• Instructions for the task: Only these lines of the data below are wanted: the one with "column 85, row 606", the one with "column 177, row 255", and any lines between them, each repeated exactly.

• Data for this task:
============

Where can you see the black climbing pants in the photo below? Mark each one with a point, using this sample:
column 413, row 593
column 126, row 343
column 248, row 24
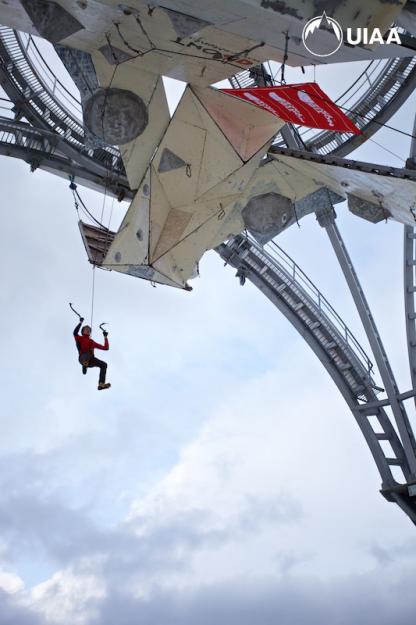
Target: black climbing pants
column 95, row 362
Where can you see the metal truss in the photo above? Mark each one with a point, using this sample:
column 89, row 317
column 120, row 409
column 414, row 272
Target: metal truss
column 44, row 128
column 371, row 100
column 279, row 278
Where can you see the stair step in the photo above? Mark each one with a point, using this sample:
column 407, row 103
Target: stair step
column 344, row 366
column 298, row 306
column 394, row 462
column 314, row 325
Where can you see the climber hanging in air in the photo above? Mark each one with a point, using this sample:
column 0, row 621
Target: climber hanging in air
column 86, row 346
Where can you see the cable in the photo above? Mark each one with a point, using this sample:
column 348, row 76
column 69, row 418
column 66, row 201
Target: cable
column 92, row 295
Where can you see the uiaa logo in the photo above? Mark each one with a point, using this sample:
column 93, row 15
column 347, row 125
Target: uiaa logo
column 311, row 35
column 319, row 45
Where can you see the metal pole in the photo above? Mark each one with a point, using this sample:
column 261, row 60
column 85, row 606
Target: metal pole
column 409, row 262
column 326, row 219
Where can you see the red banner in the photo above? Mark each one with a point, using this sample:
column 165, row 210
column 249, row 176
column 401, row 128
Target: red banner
column 304, row 104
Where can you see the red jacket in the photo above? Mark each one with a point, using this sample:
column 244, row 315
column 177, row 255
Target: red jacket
column 86, row 344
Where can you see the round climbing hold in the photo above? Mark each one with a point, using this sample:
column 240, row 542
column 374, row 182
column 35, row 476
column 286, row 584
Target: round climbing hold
column 116, row 116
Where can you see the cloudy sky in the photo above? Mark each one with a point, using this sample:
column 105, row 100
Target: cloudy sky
column 222, row 479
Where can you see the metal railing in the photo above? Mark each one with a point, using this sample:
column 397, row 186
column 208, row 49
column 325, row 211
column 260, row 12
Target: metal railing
column 48, row 98
column 274, row 256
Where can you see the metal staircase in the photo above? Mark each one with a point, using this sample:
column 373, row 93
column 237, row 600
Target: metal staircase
column 41, row 99
column 373, row 98
column 278, row 277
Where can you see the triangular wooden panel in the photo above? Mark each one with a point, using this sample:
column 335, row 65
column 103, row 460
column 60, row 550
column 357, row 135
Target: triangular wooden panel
column 246, row 126
column 175, row 226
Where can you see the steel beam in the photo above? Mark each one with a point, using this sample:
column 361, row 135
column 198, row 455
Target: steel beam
column 326, row 219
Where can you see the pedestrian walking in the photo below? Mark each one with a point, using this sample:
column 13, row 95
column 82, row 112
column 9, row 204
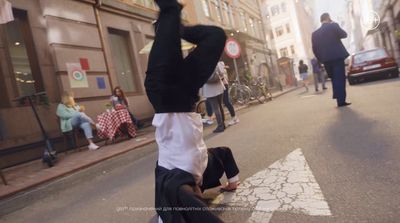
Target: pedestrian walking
column 329, row 50
column 303, row 70
column 226, row 99
column 185, row 166
column 213, row 91
column 318, row 74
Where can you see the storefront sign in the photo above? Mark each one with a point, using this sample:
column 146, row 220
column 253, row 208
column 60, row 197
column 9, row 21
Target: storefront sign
column 232, row 48
column 84, row 63
column 101, row 84
column 77, row 76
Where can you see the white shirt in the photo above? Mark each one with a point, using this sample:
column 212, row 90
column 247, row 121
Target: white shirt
column 180, row 142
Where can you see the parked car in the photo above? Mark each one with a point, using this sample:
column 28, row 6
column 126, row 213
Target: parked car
column 371, row 64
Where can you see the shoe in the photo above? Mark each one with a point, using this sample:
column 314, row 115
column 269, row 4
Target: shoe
column 226, row 188
column 218, row 130
column 233, row 121
column 344, row 104
column 98, row 127
column 209, row 122
column 93, row 146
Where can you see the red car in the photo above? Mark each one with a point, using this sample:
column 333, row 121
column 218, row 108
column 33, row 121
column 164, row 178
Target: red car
column 371, row 64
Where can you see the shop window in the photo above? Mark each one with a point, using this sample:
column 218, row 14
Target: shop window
column 284, row 52
column 292, row 49
column 122, row 59
column 20, row 47
column 288, row 28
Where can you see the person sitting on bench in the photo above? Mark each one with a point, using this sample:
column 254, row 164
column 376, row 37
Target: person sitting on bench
column 72, row 116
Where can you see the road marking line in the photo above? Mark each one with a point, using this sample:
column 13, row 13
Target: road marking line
column 287, row 185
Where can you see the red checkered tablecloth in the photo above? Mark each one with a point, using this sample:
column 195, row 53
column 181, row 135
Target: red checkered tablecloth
column 110, row 123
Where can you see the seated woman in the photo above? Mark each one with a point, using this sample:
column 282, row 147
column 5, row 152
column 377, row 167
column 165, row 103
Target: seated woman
column 72, row 116
column 119, row 98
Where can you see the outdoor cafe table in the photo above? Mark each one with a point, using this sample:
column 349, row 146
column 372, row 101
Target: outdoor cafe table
column 110, row 123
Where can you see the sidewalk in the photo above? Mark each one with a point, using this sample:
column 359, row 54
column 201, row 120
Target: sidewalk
column 27, row 176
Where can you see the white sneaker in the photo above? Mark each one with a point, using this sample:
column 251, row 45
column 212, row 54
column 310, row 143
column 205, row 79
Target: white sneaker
column 98, row 127
column 93, row 146
column 233, row 121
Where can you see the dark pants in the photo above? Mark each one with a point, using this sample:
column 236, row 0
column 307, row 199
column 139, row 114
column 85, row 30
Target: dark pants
column 220, row 161
column 216, row 105
column 336, row 71
column 227, row 101
column 170, row 77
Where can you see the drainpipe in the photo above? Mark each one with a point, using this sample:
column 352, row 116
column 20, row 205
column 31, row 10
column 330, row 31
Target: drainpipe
column 394, row 42
column 98, row 5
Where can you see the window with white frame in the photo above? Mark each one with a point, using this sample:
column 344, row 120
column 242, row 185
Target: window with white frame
column 284, row 52
column 293, row 51
column 217, row 10
column 279, row 31
column 121, row 49
column 252, row 26
column 275, row 10
column 243, row 24
column 288, row 28
column 206, row 8
column 225, row 13
column 24, row 70
column 283, row 7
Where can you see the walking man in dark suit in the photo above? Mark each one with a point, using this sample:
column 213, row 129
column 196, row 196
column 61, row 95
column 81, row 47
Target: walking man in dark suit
column 329, row 50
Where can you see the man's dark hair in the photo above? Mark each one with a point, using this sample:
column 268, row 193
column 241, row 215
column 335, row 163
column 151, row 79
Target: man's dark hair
column 325, row 16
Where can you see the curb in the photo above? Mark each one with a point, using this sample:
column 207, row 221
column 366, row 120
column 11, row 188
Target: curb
column 22, row 196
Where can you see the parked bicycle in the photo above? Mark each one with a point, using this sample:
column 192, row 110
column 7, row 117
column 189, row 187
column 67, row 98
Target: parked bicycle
column 201, row 107
column 260, row 90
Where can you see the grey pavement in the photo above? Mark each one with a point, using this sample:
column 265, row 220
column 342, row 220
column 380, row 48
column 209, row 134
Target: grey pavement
column 353, row 154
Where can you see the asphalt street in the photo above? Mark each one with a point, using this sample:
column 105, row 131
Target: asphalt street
column 353, row 154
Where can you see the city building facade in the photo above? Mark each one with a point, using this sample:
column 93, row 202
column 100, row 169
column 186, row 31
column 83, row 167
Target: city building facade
column 84, row 46
column 242, row 21
column 291, row 28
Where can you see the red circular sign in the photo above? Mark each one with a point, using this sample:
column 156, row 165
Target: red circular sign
column 232, row 48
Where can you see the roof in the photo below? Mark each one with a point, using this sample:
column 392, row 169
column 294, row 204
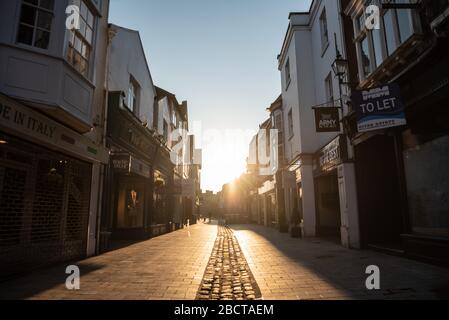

============

• Response to the exercise:
column 85, row 606
Target: metal pole
column 409, row 262
column 326, row 219
Where can you see the red banner in the photo above? Mark each one with a point, using this sample:
column 165, row 210
column 249, row 176
column 401, row 128
Target: red banner
column 304, row 104
Where can you see the red jacket in the photo above? Mark each one with a point, using this sample:
column 244, row 315
column 177, row 255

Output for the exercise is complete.